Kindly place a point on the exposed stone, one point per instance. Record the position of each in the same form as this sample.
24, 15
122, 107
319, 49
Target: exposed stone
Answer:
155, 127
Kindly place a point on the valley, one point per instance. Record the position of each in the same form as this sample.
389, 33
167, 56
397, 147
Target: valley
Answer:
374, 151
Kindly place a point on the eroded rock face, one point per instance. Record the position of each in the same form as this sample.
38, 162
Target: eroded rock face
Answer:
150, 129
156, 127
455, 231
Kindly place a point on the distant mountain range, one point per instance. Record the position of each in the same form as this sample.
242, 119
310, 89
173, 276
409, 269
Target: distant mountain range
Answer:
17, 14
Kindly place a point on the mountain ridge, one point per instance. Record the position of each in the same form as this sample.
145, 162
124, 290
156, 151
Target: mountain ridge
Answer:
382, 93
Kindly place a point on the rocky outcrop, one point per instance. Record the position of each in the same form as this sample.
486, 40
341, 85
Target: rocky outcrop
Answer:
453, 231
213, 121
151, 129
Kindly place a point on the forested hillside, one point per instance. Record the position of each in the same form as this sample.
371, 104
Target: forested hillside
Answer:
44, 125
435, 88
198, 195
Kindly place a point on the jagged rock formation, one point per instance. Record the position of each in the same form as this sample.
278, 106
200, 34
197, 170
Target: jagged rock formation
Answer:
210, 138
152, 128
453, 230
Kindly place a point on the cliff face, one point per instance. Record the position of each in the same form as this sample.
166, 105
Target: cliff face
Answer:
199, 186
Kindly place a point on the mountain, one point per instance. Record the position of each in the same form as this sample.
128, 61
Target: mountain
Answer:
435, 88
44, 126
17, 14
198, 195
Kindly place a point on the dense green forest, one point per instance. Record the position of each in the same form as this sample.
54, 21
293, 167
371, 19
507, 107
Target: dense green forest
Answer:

◆ What you have to do
Return the whole listing, word for word.

◆ Task answer
Kindly place a point on the exposed stone, one point per instance. Record the position of each in the same form as this sample.
24, 15
122, 107
319, 49
Target: exposed stone
Answer:
155, 127
Kindly place a point on the valley, one point per instance. Record the position of each in the same form as this sample.
389, 33
167, 56
397, 147
Target: valley
Answer:
374, 151
Kindly place a point on the eroded rock face, one point per instance. Record the position of each in the same form as this sample.
38, 162
Target: eroded rock face
Answer:
150, 129
156, 127
455, 231
Kindly place a point on the distant mountain range, one point per instance. Record the position of each in the same form as this sample.
242, 119
310, 89
173, 276
409, 269
Target: distant mountain range
Answer:
17, 14
Kindly place a point on the mountain ridge, one point per instance. Record the position of each in the same form as this sample.
145, 162
124, 290
156, 151
Target: mountain ridge
Answer:
382, 93
Kindly place a point on the rocky outcrop, one point per instance. Record the position of each in the same form as this sample.
486, 40
341, 85
Target: rocky outcrop
Answer:
453, 231
213, 121
151, 129
Kindly place a point on the forested hillside, one point per instance. Record the position of each in the same form as this sample.
371, 104
Target: forested hillside
Answer:
44, 125
435, 88
198, 195
Kindly place a point on the jagged rock formation, one point per instance. Record the position of each in the same form as this sample.
278, 106
200, 34
197, 170
Target: jagged rock formation
Answer:
210, 138
152, 128
453, 230
Kindly place a point on the cliff face, one point per instance. Record the position of each in the same form as this sample.
166, 105
Target: cliff face
Answer:
199, 186
Kindly place a point on the mountain, one point per instance. Record the position of each in the same form as this sample.
128, 61
Target: mountain
Answer:
435, 88
44, 126
17, 14
198, 195
Kindly place a point on the dense green forest, one point per instance. Record the position of each in the same form as this sample.
54, 21
293, 167
371, 19
507, 107
Target: dense green forest
Answer:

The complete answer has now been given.